[Region pointing data]
==============================
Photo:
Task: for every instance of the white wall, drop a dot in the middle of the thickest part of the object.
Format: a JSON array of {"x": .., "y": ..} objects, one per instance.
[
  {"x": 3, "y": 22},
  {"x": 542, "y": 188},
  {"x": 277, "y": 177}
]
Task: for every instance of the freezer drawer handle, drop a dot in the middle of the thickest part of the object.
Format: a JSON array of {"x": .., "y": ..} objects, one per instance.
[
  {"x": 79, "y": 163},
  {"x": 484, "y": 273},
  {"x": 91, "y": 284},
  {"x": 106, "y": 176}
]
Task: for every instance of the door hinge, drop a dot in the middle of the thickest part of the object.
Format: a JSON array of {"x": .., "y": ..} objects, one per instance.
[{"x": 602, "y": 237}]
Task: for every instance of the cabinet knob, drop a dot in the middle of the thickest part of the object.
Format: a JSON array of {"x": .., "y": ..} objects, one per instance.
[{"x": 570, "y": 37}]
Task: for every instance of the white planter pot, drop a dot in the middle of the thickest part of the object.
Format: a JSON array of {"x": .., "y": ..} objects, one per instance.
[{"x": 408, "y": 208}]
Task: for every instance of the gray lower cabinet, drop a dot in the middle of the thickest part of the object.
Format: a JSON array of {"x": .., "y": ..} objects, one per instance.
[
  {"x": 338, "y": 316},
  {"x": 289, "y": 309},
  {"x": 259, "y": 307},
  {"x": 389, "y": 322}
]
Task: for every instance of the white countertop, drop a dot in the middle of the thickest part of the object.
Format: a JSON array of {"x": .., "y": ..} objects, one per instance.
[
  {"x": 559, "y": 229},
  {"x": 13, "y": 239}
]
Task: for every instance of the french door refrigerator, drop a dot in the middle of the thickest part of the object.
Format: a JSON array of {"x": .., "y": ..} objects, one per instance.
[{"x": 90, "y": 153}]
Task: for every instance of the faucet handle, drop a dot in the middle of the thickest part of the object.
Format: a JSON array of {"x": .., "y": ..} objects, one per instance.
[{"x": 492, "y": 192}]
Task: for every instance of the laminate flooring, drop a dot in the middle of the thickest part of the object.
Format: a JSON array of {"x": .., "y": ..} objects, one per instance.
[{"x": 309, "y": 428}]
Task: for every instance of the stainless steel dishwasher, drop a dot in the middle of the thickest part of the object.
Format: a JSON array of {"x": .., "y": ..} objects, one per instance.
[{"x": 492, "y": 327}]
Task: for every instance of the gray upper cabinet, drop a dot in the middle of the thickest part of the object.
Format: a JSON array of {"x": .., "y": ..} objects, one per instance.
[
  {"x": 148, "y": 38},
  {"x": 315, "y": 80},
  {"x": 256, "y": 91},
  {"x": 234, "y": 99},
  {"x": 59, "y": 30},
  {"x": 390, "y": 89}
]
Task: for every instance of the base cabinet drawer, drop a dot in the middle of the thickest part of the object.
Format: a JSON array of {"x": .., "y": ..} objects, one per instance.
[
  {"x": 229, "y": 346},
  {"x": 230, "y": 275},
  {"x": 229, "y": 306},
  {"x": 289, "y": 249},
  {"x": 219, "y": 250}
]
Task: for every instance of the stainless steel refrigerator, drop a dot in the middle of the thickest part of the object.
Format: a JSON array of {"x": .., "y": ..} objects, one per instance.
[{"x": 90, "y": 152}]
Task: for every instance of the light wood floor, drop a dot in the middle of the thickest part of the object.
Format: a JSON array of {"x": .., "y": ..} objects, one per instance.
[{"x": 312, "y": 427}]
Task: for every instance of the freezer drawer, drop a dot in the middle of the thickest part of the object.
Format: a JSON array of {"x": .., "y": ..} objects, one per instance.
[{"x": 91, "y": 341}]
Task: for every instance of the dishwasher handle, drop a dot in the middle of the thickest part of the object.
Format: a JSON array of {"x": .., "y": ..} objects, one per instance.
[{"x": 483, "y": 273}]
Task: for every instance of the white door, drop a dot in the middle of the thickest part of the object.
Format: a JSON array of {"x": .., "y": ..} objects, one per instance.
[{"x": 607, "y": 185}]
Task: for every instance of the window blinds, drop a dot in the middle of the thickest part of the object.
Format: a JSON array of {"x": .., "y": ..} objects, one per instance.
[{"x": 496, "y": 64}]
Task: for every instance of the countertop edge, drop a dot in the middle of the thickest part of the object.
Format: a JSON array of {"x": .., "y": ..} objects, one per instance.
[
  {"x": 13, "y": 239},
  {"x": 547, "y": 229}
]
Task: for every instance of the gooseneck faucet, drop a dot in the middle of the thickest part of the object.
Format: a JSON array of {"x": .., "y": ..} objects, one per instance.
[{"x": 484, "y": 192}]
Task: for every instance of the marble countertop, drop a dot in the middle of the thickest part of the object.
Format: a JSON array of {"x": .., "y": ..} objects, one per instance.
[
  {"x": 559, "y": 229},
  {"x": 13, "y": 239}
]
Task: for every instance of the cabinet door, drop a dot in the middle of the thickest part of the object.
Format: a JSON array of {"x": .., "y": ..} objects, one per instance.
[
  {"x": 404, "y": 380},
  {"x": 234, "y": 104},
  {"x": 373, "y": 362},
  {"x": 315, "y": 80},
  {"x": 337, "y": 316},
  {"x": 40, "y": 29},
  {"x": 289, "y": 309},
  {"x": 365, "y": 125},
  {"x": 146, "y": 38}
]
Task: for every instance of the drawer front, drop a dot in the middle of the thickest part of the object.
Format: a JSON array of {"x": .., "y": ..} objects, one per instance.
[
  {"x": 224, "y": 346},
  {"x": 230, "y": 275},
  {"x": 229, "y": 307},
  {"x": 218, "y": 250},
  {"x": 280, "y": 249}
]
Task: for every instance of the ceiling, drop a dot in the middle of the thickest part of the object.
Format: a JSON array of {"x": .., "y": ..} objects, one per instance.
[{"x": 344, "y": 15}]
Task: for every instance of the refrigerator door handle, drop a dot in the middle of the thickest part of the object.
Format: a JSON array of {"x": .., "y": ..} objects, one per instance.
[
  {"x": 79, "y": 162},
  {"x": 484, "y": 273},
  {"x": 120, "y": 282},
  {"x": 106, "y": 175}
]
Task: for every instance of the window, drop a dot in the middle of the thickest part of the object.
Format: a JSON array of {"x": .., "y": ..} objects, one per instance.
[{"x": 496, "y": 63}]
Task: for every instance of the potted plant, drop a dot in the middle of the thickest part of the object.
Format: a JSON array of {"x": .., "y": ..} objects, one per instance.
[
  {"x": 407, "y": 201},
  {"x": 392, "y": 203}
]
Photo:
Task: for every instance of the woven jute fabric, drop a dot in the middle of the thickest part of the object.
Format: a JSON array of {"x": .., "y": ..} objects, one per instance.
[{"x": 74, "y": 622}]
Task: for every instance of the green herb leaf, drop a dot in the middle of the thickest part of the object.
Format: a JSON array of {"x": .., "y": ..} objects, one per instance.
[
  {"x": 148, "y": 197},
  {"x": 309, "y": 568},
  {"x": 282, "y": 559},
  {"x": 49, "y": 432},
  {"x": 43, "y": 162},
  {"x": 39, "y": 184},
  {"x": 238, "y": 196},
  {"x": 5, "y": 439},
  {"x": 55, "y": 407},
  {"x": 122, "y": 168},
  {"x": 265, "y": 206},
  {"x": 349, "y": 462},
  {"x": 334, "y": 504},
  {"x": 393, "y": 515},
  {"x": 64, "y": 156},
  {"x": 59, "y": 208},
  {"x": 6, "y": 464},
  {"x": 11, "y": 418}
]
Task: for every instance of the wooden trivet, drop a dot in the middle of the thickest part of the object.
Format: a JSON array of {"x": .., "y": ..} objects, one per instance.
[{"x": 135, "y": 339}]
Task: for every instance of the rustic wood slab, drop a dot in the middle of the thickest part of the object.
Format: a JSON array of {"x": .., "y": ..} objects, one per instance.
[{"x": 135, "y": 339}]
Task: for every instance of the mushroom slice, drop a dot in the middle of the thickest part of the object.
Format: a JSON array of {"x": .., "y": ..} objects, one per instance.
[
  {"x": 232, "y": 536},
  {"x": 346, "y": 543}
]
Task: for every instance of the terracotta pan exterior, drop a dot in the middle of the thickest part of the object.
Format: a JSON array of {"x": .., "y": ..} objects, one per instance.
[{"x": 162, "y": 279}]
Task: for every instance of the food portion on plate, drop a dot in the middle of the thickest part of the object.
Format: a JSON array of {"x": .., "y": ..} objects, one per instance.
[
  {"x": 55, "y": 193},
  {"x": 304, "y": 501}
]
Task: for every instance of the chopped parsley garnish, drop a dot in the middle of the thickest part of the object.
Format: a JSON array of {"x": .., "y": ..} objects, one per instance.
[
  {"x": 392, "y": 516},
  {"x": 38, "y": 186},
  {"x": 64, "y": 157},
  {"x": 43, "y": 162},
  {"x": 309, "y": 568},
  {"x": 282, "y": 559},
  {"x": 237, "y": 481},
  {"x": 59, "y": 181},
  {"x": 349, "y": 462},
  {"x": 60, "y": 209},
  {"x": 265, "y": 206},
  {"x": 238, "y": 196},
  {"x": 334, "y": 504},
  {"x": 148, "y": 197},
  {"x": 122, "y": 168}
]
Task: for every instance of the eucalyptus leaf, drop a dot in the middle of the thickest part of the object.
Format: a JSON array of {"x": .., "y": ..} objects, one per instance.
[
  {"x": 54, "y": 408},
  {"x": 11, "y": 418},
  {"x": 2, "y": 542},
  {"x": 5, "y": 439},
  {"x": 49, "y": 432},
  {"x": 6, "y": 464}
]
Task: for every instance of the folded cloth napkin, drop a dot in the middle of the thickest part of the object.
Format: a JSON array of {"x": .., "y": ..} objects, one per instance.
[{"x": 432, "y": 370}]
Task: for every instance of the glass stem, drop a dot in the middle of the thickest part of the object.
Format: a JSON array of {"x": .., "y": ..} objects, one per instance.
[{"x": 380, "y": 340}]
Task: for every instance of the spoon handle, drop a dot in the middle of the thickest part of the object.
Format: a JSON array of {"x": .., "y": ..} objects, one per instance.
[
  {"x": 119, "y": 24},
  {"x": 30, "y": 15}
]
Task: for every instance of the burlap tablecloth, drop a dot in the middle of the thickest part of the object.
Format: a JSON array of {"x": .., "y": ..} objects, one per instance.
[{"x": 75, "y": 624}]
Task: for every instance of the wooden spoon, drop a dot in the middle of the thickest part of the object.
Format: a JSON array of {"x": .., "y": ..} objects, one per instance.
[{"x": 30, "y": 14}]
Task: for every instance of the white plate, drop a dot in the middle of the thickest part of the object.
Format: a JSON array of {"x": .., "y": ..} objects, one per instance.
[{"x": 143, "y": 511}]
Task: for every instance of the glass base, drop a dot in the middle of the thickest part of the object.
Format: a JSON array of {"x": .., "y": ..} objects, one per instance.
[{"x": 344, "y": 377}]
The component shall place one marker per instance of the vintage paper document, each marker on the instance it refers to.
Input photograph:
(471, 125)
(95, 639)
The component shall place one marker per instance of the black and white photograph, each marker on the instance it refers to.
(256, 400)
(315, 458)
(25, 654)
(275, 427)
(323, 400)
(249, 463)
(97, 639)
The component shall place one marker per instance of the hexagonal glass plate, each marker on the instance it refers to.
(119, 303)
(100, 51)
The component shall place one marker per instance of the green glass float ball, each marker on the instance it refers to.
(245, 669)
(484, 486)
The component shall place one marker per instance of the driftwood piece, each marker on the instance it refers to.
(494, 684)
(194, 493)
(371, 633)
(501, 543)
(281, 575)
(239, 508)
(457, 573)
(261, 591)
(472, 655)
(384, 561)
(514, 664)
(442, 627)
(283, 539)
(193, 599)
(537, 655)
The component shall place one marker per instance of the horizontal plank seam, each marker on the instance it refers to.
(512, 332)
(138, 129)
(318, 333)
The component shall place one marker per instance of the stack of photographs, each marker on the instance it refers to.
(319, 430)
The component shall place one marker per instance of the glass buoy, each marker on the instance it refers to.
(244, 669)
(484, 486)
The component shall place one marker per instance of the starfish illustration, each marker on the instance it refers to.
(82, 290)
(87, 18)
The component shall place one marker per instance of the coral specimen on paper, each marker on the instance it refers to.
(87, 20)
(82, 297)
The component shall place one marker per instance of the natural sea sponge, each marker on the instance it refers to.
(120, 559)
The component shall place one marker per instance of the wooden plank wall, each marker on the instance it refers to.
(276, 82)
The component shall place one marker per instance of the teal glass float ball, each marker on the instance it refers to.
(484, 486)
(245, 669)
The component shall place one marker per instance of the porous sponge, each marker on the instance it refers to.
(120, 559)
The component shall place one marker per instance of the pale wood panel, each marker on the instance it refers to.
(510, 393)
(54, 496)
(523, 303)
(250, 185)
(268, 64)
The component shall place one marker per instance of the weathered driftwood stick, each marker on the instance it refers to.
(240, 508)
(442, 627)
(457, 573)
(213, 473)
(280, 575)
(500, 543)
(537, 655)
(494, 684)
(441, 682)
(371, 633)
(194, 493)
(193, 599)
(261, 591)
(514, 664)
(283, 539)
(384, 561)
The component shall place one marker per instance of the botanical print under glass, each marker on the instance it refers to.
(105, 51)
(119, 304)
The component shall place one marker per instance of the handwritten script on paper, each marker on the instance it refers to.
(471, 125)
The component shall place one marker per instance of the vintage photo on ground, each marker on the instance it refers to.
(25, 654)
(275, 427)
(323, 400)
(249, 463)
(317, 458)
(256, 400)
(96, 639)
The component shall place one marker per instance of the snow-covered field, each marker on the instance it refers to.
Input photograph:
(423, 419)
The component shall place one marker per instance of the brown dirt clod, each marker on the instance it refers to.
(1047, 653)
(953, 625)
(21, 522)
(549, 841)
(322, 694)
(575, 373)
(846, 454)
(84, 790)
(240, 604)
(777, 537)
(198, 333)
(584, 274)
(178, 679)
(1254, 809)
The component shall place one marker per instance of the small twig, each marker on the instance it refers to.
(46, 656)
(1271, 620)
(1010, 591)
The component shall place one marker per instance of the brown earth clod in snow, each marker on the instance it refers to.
==============================
Exercise prompt:
Among the records above, which lines hold the word "gray"? Copy each one.

Reply:
Task: for every instance of the gray lower cabinet, drop a dot in the middle of the thickest part of the object.
Task: for every instance of the gray upper cabinet, drop a dot in the middle of the thickest part of the object.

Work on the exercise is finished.